▶ Anforderungen
Kannst du die Zeilen von der Zeile mit „row: rear window glass“ bis zum Ende der Einträge unten wortgetreu abschreiben, beide Enden eingeschlossen?

▶ Bereitgestellte Angaben
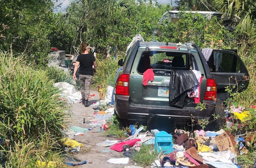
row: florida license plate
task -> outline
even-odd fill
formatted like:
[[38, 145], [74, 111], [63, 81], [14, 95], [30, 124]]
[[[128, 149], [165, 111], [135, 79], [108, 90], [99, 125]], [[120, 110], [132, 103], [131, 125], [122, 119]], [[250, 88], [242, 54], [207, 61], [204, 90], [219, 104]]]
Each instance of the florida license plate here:
[[169, 88], [159, 87], [157, 95], [161, 97], [169, 97]]

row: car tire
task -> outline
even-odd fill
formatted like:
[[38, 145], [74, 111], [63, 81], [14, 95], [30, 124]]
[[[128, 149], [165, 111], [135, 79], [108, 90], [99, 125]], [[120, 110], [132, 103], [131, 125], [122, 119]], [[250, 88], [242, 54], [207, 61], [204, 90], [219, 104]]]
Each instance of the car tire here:
[[214, 122], [215, 127], [217, 128], [222, 127], [226, 122], [225, 113], [224, 110], [221, 107], [222, 104], [221, 101], [219, 100], [217, 100], [216, 102], [214, 114], [215, 116], [219, 115], [220, 117], [215, 119]]

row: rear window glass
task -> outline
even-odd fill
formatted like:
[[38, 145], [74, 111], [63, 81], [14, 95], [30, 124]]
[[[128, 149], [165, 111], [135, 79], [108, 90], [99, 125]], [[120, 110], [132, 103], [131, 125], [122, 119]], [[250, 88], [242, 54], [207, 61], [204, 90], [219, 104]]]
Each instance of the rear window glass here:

▶ Vollständige Ausgabe
row: rear window glass
task -> outline
even-odd fill
formatted like:
[[38, 145], [74, 111], [63, 81], [14, 95], [30, 124]]
[[[128, 149], [165, 111], [135, 79], [108, 90], [99, 125]], [[120, 110], [132, 103], [131, 125], [122, 119]], [[250, 88], [242, 54], [207, 61], [204, 90], [219, 104]]]
Each instance of the rear window glass here:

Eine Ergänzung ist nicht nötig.